▸ **SET TASK**:
Please lay out the data below as a numbered list, with blank lines left out.

▸ **EXTRACTED MATERIAL**:
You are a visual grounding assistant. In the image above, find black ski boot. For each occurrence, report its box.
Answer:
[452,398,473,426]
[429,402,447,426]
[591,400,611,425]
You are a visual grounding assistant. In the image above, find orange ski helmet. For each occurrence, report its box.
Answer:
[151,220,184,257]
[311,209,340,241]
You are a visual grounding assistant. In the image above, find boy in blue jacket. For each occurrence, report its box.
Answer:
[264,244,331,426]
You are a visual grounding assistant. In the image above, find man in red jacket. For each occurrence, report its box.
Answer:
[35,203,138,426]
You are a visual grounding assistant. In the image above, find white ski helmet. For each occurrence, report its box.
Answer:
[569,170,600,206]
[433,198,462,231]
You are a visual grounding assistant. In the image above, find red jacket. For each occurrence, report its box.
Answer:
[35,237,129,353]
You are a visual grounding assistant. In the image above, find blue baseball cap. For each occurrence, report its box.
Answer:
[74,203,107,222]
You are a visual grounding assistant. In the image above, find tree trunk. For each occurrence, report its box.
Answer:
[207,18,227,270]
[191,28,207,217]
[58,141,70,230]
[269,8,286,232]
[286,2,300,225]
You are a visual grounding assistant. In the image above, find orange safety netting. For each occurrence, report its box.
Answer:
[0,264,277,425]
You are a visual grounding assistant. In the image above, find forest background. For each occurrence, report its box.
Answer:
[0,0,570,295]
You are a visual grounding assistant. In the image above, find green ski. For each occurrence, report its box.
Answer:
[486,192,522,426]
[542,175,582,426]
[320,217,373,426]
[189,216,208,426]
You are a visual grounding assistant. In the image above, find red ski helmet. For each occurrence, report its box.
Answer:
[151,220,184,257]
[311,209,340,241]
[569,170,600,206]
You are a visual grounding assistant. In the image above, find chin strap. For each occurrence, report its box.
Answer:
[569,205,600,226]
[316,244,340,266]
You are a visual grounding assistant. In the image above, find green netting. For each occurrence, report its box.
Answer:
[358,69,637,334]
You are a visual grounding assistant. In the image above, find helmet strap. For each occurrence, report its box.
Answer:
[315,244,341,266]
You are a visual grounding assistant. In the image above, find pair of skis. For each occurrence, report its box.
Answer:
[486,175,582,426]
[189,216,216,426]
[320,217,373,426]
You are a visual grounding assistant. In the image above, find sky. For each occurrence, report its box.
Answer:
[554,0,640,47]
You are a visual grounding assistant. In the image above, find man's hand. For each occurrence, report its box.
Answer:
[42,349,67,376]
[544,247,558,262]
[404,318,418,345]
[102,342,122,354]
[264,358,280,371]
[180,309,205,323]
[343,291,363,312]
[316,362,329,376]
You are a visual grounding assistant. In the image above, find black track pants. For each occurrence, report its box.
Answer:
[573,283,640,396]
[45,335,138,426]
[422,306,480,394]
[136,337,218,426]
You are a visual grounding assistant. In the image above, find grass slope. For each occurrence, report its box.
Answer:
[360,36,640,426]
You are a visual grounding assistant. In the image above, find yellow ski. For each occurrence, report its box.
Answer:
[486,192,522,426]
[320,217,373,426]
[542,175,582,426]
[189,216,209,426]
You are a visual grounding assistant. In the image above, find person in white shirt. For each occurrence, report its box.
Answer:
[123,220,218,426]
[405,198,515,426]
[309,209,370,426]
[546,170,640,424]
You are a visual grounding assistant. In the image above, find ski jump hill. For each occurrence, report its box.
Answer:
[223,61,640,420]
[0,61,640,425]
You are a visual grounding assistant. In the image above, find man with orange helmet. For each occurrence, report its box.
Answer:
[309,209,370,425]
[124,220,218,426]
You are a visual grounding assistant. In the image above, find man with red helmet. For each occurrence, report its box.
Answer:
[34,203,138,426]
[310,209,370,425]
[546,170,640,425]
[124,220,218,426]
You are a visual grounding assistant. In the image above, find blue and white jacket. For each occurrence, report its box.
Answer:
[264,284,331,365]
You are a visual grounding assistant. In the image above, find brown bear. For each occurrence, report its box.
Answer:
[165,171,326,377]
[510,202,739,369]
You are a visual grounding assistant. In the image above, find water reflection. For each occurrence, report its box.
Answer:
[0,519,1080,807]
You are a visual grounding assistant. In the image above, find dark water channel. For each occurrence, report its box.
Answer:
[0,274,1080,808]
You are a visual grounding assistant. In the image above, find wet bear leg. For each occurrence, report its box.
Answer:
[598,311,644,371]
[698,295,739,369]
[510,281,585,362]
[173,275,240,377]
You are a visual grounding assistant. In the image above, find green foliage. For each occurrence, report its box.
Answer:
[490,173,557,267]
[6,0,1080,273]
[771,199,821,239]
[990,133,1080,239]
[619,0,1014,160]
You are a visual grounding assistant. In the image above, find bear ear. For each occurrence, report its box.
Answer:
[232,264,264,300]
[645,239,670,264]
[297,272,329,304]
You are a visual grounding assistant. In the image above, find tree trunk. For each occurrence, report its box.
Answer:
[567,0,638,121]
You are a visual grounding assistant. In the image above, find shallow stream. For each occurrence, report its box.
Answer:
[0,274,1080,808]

▸ **THE COMPLETED TASK**:
1. You are a visual grounding assistant. In the image above, find black ski boot. For each occurrence, report its box.
2. Answer:
3. [452,398,473,426]
4. [429,402,447,426]
5. [591,400,611,425]
6. You are a visual grounding assistant. In the image above, find orange ski helmet. For each occurrence, report its box.
7. Answer:
8. [151,220,184,257]
9. [311,209,340,241]
10. You are a visual grounding assistant. In the image above, find boy in blue jacket. For each occurrence, report its box.
11. Answer:
12. [264,244,331,426]
13. You are a visual grounding assistant. In the image above, find man in red jacket. For each occurrence, report its box.
14. Answer:
15. [35,203,138,426]
16. You are a visual grounding assistant. In the image above, find white ski helmet. For each occurrence, report its box.
17. Answer:
18. [569,170,600,206]
19. [433,198,462,231]
20. You are a visual grounding assistant. In the image above, find red jacket. For each occurrence, report its box.
21. Answer:
22. [35,237,129,353]
23. You are a visual grounding assistant. In the image above, find blue baseball cap. For each occurrence, report its box.
24. Answer:
25. [74,203,107,222]
26. You are a visual grounding assistant. In the image above, find tree trunk. For each occurrence, report its box.
27. Answer:
28. [207,18,227,270]
29. [191,28,207,217]
30. [58,141,70,230]
31. [269,8,286,232]
32. [286,2,300,225]
33. You are a visual grounding assistant. In the image above, find orange safety netting. For each occurrence, report its box.
34. Answer:
35. [0,264,277,425]
36. You are a visual grounding assistant. In the image above, find forest background. For each occurrence, report its box.
37. Answer:
38. [0,0,570,295]
39. You are a visual grounding assistant. In the image above, find green ski. For each occurrence, report its box.
40. Answer:
41. [486,192,522,426]
42. [542,175,582,426]
43. [320,217,373,426]
44. [189,216,208,426]
45. You are a visual grounding assistant. In the image above, find red ski helmet. For each occurrence, report its box.
46. Answer:
47. [151,220,184,257]
48. [311,209,340,241]
49. [569,170,600,206]
50. You are a visual grounding assistant. In the image above, find chin strap. For each occurrence, report its box.
51. Answer:
52. [569,205,600,226]
53. [316,244,340,266]
54. You are a visual grounding assistant. In the image above, find green netting. For each occurrence, report its box.
55. Answer:
56. [358,69,637,334]
57. You are a visual grounding assistant. In the image above, find helmet strap. For each occurrence, report its box.
58. Answer:
59. [315,244,341,266]
60. You are a visual grounding assistant. In the image above, find pair of skis. For each occurrence, report its box.
61. Answer:
62. [486,175,582,426]
63. [189,216,216,426]
64. [320,217,373,426]
65. You are a visual grounding assistant. In the image above, find sky. For each occurrence, report its box.
66. Answer:
67. [554,0,640,47]
68. You are a visual grounding assistant. In the image above, find man's hand. For each occurrence, report its box.
69. Answer:
70. [42,349,67,376]
71. [544,247,558,262]
72. [404,318,418,345]
73. [102,342,122,354]
74. [264,358,280,371]
75. [180,309,205,323]
76. [343,291,363,312]
77. [316,362,329,376]
78. You are a visual grounding assistant. In the image above, find black track pants. For each occurrence, report its box.
79. Answer:
80. [573,283,640,396]
81. [45,335,138,426]
82. [422,306,480,394]
83. [136,337,218,426]
84. You are a visual grounding assistant. In the image above, find grass slope. For each occurrence, report its box.
85. Answer:
86. [360,36,640,426]
87. You are a visual grounding assistant. In the image above, find yellow ski. For each occurrence, report its box.
88. Answer:
89. [486,192,522,426]
90. [320,217,373,426]
91. [542,175,582,426]
92. [189,216,209,426]
93. You are a visual grounding assistant. In the image above, find person in white shirt. For each occurrence, report its box.
94. Answer:
95. [123,220,218,426]
96. [405,198,515,426]
97. [309,209,370,426]
98. [546,170,640,424]
99. You are a visual grounding assistant. In the image above, find ski jump hill. For each occurrence, report its box.
100. Answer:
101. [223,61,640,420]
102. [0,61,640,425]
103. You are a visual grounding assistant. In the image above, find man with orange helmet. For each occurrence, report its box.
104. Answer:
105. [309,209,370,425]
106. [124,220,218,426]
107. You are a visual grounding assistant. In the image above, find man with red helmet. For each occurrence, report its box.
108. Answer:
109. [34,203,138,426]
110. [310,209,370,425]
111. [546,170,640,425]
112. [124,220,218,426]
113. You are a visual grounding assistant. In the image above, find blue and white jacket. For each occurrence, report its box.
114. Answer:
115. [264,284,331,365]
116. You are a visual grounding assistant. In the image above, find brown bear. For each occurrence, report its box.
117. Answer:
118. [165,171,326,377]
119. [510,202,739,369]
120. You are a visual grounding assistant. In the image above, find water reflection. For each occurrence, report its box.
121. Answer:
122. [0,519,1080,807]
123. You are a visual grounding assistant. In the image above, find dark water channel. For each occurrence, report its box.
124. Answer:
125. [0,274,1080,808]
126. You are a visual grounding assistant. In the image above, find wet bear leg. For each occurrence, report its box.
127. Answer:
128. [598,311,644,371]
129. [698,295,739,369]
130. [510,281,585,362]
131. [173,275,240,377]
132. You are a visual grounding assistant. In the image above, find green foliage. For each occurrence, report its box.
133. Answer:
134. [490,173,557,267]
135. [6,0,1080,273]
136. [771,199,821,239]
137. [990,133,1080,239]
138. [619,0,1014,160]
139. You are a visual grounding assistant. In the image above, find bear ear. For each occurrence, report its box.
140. Answer:
141. [232,264,264,300]
142. [645,239,670,264]
143. [297,272,329,304]
144. You are a visual grounding assistant. In the image above, find tree trunk. For each occurrence, report its box.
145. Answer:
146. [567,0,638,121]
147. You are a visual grounding assistant. In the image above, find shallow stream. For each occurrence, report its box.
148. Answer:
149. [0,274,1080,808]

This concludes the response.